THE REQUEST
Please render the lines from the one containing "Please segment every instance of the handball" through the one containing "POLYGON ((169 165, 172" as a Markdown table with a Row column for the row number and a Line column for the line, leaving out blank lines.
#### RECORDS SHOWN ####
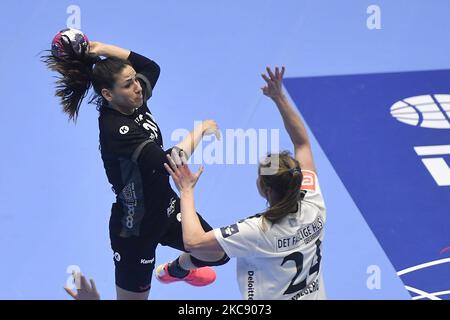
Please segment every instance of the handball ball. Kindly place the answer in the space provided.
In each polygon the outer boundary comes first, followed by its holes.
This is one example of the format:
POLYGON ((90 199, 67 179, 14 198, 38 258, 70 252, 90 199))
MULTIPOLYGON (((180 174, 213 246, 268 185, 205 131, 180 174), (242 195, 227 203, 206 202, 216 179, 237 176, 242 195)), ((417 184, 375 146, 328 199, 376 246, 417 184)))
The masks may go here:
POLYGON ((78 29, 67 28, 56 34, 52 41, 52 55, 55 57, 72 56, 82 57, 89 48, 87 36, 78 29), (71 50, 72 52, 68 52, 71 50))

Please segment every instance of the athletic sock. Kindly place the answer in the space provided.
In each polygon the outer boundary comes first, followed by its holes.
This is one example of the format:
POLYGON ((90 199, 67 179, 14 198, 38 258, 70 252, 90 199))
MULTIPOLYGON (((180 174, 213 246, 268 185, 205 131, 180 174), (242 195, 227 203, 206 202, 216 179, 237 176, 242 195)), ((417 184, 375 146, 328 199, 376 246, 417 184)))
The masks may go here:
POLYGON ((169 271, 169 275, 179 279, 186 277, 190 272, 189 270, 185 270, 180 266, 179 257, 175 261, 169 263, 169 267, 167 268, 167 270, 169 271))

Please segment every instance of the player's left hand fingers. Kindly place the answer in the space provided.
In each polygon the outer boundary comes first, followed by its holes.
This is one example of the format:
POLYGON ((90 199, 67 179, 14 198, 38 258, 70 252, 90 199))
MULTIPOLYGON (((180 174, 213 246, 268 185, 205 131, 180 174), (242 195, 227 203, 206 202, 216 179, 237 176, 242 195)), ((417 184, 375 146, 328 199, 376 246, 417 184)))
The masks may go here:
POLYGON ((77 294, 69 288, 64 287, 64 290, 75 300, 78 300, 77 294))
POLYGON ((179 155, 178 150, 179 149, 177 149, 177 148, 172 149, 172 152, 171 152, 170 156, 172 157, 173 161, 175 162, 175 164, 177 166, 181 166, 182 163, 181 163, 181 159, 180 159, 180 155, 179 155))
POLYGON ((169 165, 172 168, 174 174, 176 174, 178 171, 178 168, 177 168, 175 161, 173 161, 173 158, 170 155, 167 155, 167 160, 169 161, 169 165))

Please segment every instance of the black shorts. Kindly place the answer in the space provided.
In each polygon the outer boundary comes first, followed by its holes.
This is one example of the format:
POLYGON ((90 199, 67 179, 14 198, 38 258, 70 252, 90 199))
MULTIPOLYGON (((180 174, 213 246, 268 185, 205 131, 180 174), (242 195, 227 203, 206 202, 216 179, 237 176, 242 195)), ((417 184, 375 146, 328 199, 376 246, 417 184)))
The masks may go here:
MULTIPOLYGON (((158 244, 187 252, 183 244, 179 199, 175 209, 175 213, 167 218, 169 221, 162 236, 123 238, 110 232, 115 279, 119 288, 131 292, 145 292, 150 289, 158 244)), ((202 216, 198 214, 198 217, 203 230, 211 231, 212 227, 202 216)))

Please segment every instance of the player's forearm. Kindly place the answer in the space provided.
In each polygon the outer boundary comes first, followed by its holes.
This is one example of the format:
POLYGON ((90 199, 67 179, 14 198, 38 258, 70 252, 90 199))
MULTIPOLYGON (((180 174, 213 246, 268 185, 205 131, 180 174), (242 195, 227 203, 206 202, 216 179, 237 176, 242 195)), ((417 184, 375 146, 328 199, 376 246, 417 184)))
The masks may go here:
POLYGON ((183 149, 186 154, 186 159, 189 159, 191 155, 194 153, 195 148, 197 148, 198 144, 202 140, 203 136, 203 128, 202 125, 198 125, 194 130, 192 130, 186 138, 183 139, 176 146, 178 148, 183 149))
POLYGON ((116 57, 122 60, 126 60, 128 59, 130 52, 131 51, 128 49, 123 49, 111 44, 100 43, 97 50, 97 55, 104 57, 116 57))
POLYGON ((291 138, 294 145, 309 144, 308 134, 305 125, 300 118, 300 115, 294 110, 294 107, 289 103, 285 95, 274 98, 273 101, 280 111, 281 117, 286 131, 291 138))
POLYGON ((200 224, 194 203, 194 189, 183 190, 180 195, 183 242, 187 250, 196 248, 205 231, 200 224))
####
#### RECORDS SHOWN ####
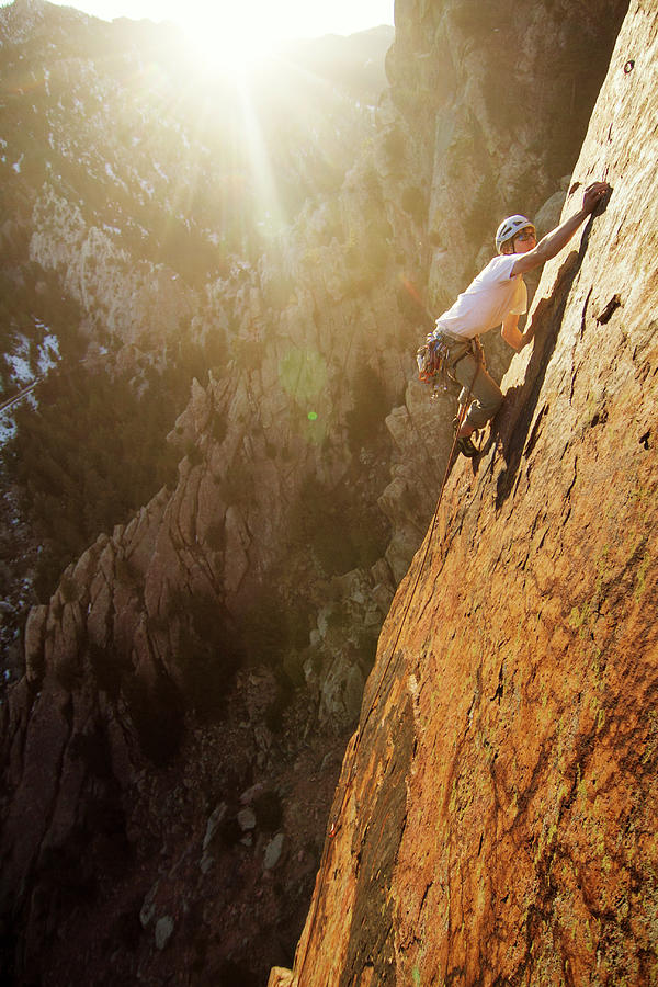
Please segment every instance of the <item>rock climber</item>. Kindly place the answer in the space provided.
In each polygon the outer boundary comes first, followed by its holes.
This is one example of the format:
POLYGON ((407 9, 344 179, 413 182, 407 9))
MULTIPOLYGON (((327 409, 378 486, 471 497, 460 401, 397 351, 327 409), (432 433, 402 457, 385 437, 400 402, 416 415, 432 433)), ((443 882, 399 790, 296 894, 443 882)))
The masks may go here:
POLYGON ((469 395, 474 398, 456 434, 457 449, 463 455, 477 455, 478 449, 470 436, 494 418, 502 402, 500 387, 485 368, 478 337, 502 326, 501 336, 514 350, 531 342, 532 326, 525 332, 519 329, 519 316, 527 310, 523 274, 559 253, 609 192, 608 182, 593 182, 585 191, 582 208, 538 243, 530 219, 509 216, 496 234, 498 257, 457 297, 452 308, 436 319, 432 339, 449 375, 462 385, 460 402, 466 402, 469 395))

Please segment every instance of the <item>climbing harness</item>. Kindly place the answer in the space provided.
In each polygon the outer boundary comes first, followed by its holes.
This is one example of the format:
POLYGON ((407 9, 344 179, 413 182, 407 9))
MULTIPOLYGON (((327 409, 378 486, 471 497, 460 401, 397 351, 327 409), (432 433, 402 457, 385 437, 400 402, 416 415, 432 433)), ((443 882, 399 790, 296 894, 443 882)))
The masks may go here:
####
REPLY
| Row | Line |
|---|---|
| 1 | Please segment every instance of the handball ball. Kindly place the answer in the space provided. |
| 2 | In each polygon the outer boundary comes first, followed by its holes. |
| 3 | This is one example of the format: |
| 4 | POLYGON ((90 199, 67 179, 14 198, 38 258, 70 252, 90 199)) |
| 5 | MULTIPOLYGON (((180 174, 213 246, 268 185, 205 131, 180 174), (242 195, 227 203, 206 202, 216 179, 237 176, 242 195)), ((417 184, 375 146, 328 199, 376 246, 417 184))) |
| 6 | The masks may go here: |
| 7 | POLYGON ((78 29, 67 28, 56 34, 52 41, 52 55, 55 57, 72 56, 82 57, 89 48, 87 36, 78 29), (71 50, 72 52, 68 52, 71 50)) |
| 8 | Please segment every instance of the athletic sock. Kindly place the answer in the space provided. |
| 9 | In each polygon the outer boundary comes first, followed by its holes. |
| 10 | This is one example of the format: |
| 11 | POLYGON ((90 199, 67 179, 14 198, 38 258, 70 252, 90 199)) |
| 12 | MULTIPOLYGON (((180 174, 213 246, 268 185, 205 131, 180 174), (242 195, 227 203, 206 202, 216 179, 237 176, 242 195)), ((417 184, 375 146, 328 199, 376 246, 417 184))) |
| 13 | The masks may go here: |
| 14 | POLYGON ((169 271, 169 275, 179 279, 186 277, 190 272, 189 270, 185 270, 180 266, 179 257, 175 261, 169 263, 169 267, 167 268, 167 270, 169 271)) |
| 15 | Please segment every instance of the player's left hand fingers. Kindly place the answer in the space provided. |
| 16 | In each polygon the outer boundary comes first, followed by its holes. |
| 17 | This is one example of the format: |
| 18 | POLYGON ((90 199, 67 179, 14 198, 38 258, 70 252, 90 199)) |
| 19 | MULTIPOLYGON (((180 174, 213 246, 268 185, 205 131, 180 174), (242 195, 227 203, 206 202, 216 179, 237 176, 242 195)), ((417 184, 375 146, 328 199, 376 246, 417 184))) |
| 20 | The masks may go here: |
| 21 | POLYGON ((77 294, 69 288, 64 287, 64 290, 75 300, 78 300, 77 294)) |
| 22 | POLYGON ((179 155, 178 150, 179 149, 177 149, 177 148, 172 149, 172 152, 171 152, 170 156, 172 157, 173 161, 175 162, 175 164, 177 166, 181 166, 182 163, 181 163, 181 159, 180 159, 180 155, 179 155)) |
| 23 | POLYGON ((169 165, 172 168, 174 174, 176 174, 178 171, 178 168, 177 168, 175 161, 173 161, 173 158, 170 155, 167 155, 167 160, 169 161, 169 165)) |